## Excerpt to read

· · · · ·

Owen Holland acquired a good deal of property by purchase, one of his title-deeds being signed by no less a person than the bard, Sir Dafydd Trevor, parson of Llanallgo. It bears date in 1524. The lease already quoted, and other similar documents, lead us to suppose that Mr. Holland did not reside at Berw. Perhaps his cousin, Sir John Owen, made the place disagreeable to him, in his rivalry of, or dislike to, the English blood which flowed in the Sheriff's veins. In 1528 Holland granted a lease of a mill at Berw for so long a term as forty years, with a condition that he might redeem the lease by paying compensation, at any time, “ If he happen to come and live continually at his place at Berw.” Very possibly the duties of his office made it convenient to live among the thoroughly English community in Beaumaris. His wife was English, Awdrey or Ethelrede, widow of Richard Hampdune, of Kimble, Esquire. She is a silent witness of the futility of her husband's proviso about the mill at Berw. One year only after lease was granted “ Ethelrede, widow and executor of Owen Holland," appointed an agent to collect her rents
at Berw. She never resided there, it would seem, and it was not until 1547 that the mill lease was surrendered. In that year Owen Holland's son, Edward Holland, took a surrender of it. It is, therefore, reasonable to suppose that he was born before 1526, and may have been four or five years of age at the time of his father's death. Ethelrede soon found another husband, one Griffith Richard ; and forth with Sir John Owen renewed his claim upon Berw, desiring apparently to repudiate all the deeds he had signed in the lifetime of Owen Holland. The matter at last took so serious a form that it was formally referred to Sir John Pakyngton, Justice of North Wales, to say who should own the estate. His award, dated in 1536, commences by reciting
“Whereas certaine suits, debats, and stryffe have of long time ben had and dependynge between John Owen Clerke, son and heir of Owen ap Ethell, late of Berrow, on the one party, and Griffith Richard and Ethelrede, his wife, late wife of Owen Holland, Esquyer, decessed, and Edward Holond, son and heir of the said Owen Holond, on the other partie--upon the right title interest and possession of certen messuage landes and other hereditaments in Berrow yssa, Berrow yucha, trebyerth, trewarthen, Bodlew, tre Ifan, Rascollyn, Porthamell, Gwydryn, and Llangewenny-which late were of the inheritance of the said Owen ap Ithell—for the pacifying whereof the said parties have submitted themselves to the award—of me the said John Pakyngton.” And continues, " I awarde, that the said parties from henceforth shall be lovers and friends,” and then (after reciting many deeds and transactions, and the will of Owen Holland, leaving all the lands to his wife for life),
“I awarde that the said Gruff, and Ethelrede, his wife, shall quietly and peaceably have possess and enjoy the said messuage, landes, etc., duringe the life of the said Ethelrede, and after her decease the said Edward shall have the premises to him and his heires and assigns for ever, according to the last will and testament of the said Owen Holland.”
He also awarded that Gruffudd Richard should pay to John Owen fifty marks, in addition to eighty pounds, which Owen Holland had paid to him in his lifetime.
Sir John Owen forth with ratified this award by a deed executed in London, " in the strete called flete strete, and the dispute was finally set at rest.

· · · · ·

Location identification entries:
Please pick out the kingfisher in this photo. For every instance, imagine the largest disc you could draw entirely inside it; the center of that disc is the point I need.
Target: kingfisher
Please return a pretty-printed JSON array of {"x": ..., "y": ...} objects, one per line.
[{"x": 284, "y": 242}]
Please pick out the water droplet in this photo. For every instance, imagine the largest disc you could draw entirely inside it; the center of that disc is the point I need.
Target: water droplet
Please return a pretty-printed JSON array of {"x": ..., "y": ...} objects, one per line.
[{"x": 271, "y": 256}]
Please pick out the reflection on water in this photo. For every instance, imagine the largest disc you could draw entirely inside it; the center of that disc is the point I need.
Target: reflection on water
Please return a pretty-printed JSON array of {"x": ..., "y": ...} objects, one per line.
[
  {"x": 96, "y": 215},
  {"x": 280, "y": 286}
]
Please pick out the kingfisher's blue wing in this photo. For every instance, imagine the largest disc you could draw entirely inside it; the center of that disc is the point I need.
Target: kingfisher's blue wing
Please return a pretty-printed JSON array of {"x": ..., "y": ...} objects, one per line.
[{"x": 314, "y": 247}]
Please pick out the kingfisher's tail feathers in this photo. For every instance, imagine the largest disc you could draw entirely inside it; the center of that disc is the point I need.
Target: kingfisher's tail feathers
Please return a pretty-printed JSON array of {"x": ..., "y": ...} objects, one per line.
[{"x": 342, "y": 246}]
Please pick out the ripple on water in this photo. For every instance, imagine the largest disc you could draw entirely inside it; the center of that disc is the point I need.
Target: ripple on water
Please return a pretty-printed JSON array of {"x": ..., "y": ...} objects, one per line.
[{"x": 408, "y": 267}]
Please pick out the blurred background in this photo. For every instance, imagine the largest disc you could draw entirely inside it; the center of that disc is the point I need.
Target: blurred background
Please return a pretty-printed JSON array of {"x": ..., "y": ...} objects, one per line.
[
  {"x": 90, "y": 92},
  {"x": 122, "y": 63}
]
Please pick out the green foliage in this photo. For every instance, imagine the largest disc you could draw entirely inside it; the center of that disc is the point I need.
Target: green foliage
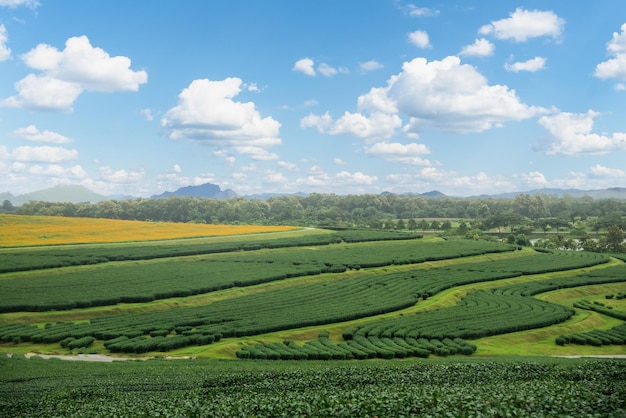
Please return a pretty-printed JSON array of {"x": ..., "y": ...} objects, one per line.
[
  {"x": 542, "y": 387},
  {"x": 356, "y": 296}
]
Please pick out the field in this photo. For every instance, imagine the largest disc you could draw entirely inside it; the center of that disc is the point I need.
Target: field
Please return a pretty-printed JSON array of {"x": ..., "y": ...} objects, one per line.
[
  {"x": 48, "y": 230},
  {"x": 356, "y": 322}
]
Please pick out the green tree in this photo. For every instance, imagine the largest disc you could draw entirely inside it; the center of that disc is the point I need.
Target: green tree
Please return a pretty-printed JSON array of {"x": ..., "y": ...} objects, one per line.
[{"x": 615, "y": 239}]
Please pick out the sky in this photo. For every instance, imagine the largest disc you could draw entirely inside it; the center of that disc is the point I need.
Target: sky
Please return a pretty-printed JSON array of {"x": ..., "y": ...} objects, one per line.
[{"x": 465, "y": 97}]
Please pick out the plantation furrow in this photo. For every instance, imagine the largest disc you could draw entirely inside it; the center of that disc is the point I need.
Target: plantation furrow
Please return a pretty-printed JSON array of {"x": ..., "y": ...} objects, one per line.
[
  {"x": 148, "y": 281},
  {"x": 307, "y": 304}
]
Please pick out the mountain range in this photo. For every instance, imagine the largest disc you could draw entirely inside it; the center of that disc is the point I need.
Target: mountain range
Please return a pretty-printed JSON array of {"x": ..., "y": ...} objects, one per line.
[{"x": 81, "y": 194}]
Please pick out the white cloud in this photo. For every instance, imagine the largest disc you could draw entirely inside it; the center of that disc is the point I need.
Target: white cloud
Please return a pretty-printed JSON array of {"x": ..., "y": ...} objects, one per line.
[
  {"x": 572, "y": 135},
  {"x": 66, "y": 74},
  {"x": 120, "y": 176},
  {"x": 532, "y": 65},
  {"x": 31, "y": 133},
  {"x": 421, "y": 11},
  {"x": 614, "y": 67},
  {"x": 305, "y": 66},
  {"x": 326, "y": 70},
  {"x": 480, "y": 48},
  {"x": 15, "y": 3},
  {"x": 420, "y": 39},
  {"x": 44, "y": 153},
  {"x": 525, "y": 24},
  {"x": 147, "y": 113},
  {"x": 377, "y": 125},
  {"x": 54, "y": 170},
  {"x": 606, "y": 172},
  {"x": 287, "y": 165},
  {"x": 534, "y": 179},
  {"x": 275, "y": 178},
  {"x": 206, "y": 112},
  {"x": 370, "y": 65},
  {"x": 449, "y": 182},
  {"x": 446, "y": 95},
  {"x": 453, "y": 97},
  {"x": 322, "y": 180},
  {"x": 5, "y": 51},
  {"x": 400, "y": 153},
  {"x": 256, "y": 153}
]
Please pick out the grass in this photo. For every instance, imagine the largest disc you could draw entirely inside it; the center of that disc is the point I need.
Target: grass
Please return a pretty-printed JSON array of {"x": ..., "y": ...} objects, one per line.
[{"x": 20, "y": 230}]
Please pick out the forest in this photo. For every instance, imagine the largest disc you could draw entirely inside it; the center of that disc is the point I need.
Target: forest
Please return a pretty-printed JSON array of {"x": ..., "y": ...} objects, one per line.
[
  {"x": 350, "y": 210},
  {"x": 558, "y": 222}
]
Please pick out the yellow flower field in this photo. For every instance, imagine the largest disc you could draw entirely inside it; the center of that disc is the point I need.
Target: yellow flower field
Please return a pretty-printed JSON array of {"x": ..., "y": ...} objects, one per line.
[{"x": 16, "y": 230}]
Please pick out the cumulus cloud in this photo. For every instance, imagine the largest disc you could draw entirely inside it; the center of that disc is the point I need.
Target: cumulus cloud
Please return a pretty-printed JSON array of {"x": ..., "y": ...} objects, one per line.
[
  {"x": 453, "y": 97},
  {"x": 445, "y": 95},
  {"x": 44, "y": 153},
  {"x": 31, "y": 133},
  {"x": 480, "y": 48},
  {"x": 525, "y": 24},
  {"x": 370, "y": 65},
  {"x": 322, "y": 180},
  {"x": 572, "y": 135},
  {"x": 206, "y": 112},
  {"x": 15, "y": 3},
  {"x": 421, "y": 11},
  {"x": 534, "y": 179},
  {"x": 377, "y": 125},
  {"x": 449, "y": 182},
  {"x": 54, "y": 170},
  {"x": 305, "y": 66},
  {"x": 66, "y": 74},
  {"x": 5, "y": 51},
  {"x": 614, "y": 67},
  {"x": 400, "y": 153},
  {"x": 326, "y": 70},
  {"x": 420, "y": 39},
  {"x": 120, "y": 176},
  {"x": 532, "y": 65},
  {"x": 606, "y": 172}
]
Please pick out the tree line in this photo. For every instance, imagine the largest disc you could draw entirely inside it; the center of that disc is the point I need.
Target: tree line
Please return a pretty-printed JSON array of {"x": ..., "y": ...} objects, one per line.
[{"x": 543, "y": 211}]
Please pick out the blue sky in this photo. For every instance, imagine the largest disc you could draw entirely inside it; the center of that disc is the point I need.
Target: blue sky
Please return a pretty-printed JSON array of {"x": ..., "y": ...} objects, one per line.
[{"x": 465, "y": 97}]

· · · · ·

## Directions for this task
From the passage about the Berw estate dispute, return the words starting with "He also awarded" and going on through "set at rest.", copied word for word.

## Problem solution
He also awarded that Gruffudd Richard should pay to John Owen fifty marks, in addition to eighty pounds, which Owen Holland had paid to him in his lifetime.
Sir John Owen forth with ratified this award by a deed executed in London, " in the strete called flete strete, and the dispute was finally set at rest.